> _TASK STATEMENT_
Print the records below verbatim.

> _GIVEN DATA_

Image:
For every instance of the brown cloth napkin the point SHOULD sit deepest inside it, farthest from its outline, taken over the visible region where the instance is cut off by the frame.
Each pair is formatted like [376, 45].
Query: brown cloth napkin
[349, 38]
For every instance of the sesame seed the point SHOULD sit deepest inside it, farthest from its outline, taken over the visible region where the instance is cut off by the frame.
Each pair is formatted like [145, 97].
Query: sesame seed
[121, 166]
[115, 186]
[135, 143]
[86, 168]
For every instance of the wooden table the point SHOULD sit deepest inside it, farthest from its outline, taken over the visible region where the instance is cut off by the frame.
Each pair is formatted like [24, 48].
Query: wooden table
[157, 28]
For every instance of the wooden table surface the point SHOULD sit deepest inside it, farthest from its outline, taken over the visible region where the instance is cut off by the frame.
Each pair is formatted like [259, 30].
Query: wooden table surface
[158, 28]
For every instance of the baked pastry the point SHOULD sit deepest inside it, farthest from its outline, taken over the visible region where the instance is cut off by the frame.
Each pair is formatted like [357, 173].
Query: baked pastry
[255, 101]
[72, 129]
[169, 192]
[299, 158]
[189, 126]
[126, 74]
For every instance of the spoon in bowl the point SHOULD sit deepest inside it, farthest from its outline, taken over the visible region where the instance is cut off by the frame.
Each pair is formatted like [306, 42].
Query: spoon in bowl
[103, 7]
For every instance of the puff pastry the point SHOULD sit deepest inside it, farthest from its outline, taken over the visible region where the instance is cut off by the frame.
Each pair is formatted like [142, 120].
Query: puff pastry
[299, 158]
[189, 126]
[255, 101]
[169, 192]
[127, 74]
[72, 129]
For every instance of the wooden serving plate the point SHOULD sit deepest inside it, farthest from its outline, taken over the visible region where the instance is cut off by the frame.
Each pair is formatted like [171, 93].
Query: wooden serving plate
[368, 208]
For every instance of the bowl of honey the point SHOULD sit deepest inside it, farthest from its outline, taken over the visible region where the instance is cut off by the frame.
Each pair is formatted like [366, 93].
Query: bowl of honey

> _SOLUTION_
Image:
For every instance of the brown cloth napkin the point SHOULD sit deepest inside it, farthest from its outline, taken over the visible region where the instance is cut off by the frame.
Each pair is formatted like [376, 45].
Query: brown cloth napkin
[349, 38]
For every instance of the sesame seed the point SHOULD sit deepest inside it, farthest from its outline, taken over the visible region where the instance is cut off by the frame.
Each pair is formatted like [145, 97].
Query: sesame seed
[121, 166]
[115, 186]
[135, 143]
[86, 168]
For every instance of the wooden table the point SHOULD sit deepest inside it, farthest from its outline, taken over the visible region where the instance is cut off by the frame.
Each pair is formatted like [24, 48].
Query: wooden table
[157, 28]
For every instance of the wooden table surface the point SHOULD sit deepest inside it, farthest from its outline, taken over the visible region where the instance is cut off by the frame.
Each pair is formatted like [259, 30].
Query: wooden table surface
[158, 28]
For every instance of the baked pastry the point SHOULD sit deepest inside it, farthest from its outline, taken over the visible region where the instance is cut off by the frame.
Each pair is formatted like [357, 173].
Query: baked pastry
[255, 101]
[72, 129]
[169, 192]
[299, 158]
[189, 126]
[126, 74]
For every instance of the spoon in bowl the point SHOULD sit deepest inside it, farthest from its outline, taken over the visible region where the instance is cut off by the frame.
Each pair is formatted like [306, 42].
Query: spoon in bowl
[103, 7]
For every instance of the puff pastry the point SHOULD sit deepest inside it, farthest from its outline, taken over the visible region where the instance is cut off by the frame.
Each pair is formatted like [142, 120].
Query: puff pastry
[299, 158]
[189, 126]
[255, 101]
[169, 192]
[127, 74]
[72, 129]
For every instance of the wooden serving plate the point SHOULD sit deepest inside it, farthest from its outline, taken over the visible region where the instance is cut off by the frame.
Each pair is formatted like [171, 93].
Query: wooden serving plate
[368, 208]
For every instance of the bowl of honey the point SHOULD sit deepest inside it, farthest from its outline, taken over the visible region where the instance is cut off by the frame.
Each pair is formatted like [366, 93].
Query: bowl of honey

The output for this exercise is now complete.